## WHAT YOU ARE ASKED TO DO
Print the full listing below verbatim, line for line, and leave out any pictures.

#####

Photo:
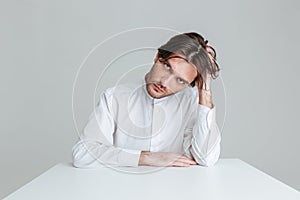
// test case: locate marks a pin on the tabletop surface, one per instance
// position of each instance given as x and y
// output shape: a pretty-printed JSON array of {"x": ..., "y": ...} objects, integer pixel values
[{"x": 228, "y": 179}]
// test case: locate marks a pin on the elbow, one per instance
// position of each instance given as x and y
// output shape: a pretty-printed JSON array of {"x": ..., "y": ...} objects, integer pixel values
[{"x": 81, "y": 157}]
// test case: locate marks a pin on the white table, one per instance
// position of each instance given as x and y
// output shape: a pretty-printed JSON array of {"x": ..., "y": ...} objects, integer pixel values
[{"x": 228, "y": 179}]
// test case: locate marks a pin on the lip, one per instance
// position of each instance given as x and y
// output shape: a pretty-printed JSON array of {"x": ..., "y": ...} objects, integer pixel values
[{"x": 158, "y": 88}]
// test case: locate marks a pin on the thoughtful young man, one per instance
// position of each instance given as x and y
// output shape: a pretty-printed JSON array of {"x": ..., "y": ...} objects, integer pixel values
[{"x": 168, "y": 120}]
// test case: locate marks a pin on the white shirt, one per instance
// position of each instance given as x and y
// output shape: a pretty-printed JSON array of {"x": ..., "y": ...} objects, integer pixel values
[{"x": 127, "y": 120}]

#####

## FINAL RESULT
Photo:
// test case: locate marks a pin on the tabletop surface, one per instance
// position of each instance given as x and y
// output shape: a pretty-printed JSON array of {"x": ..., "y": ...} objects, integer pixel values
[{"x": 228, "y": 179}]
// test case: locate marks a pin on the elbow, one per instance
// position of each instance given as x and y
// output shape: a pretty-printed JSON array of {"x": ..., "y": ...} objects, integer pixel values
[{"x": 81, "y": 157}]
// test case: locate marks a pin on the white table, one per instance
// position of each instance given as x and y
// output shape: a pretty-printed JSON array of {"x": ..., "y": ...} objects, integer pixel values
[{"x": 228, "y": 179}]
// test case: locate marks a pin on the lip, one per instance
// position of each instance given as x and y
// output shape: a pretty-printed JSON array of {"x": ..., "y": ...} objects, integer pixel values
[{"x": 158, "y": 88}]
// test case: locate marks a pin on the thoughtful young man, one per instance
// position of each instance given as x and y
// output shape: a pretty-printed JSON array of {"x": ..., "y": ...} objects, integer pixel values
[{"x": 168, "y": 120}]
// test case: locate marks a pin on the white shirt, one per instance
// position of each instance given as x and y
// output shape: a pretty-printed JSON array of {"x": ..., "y": ...} objects, integer pixel values
[{"x": 127, "y": 120}]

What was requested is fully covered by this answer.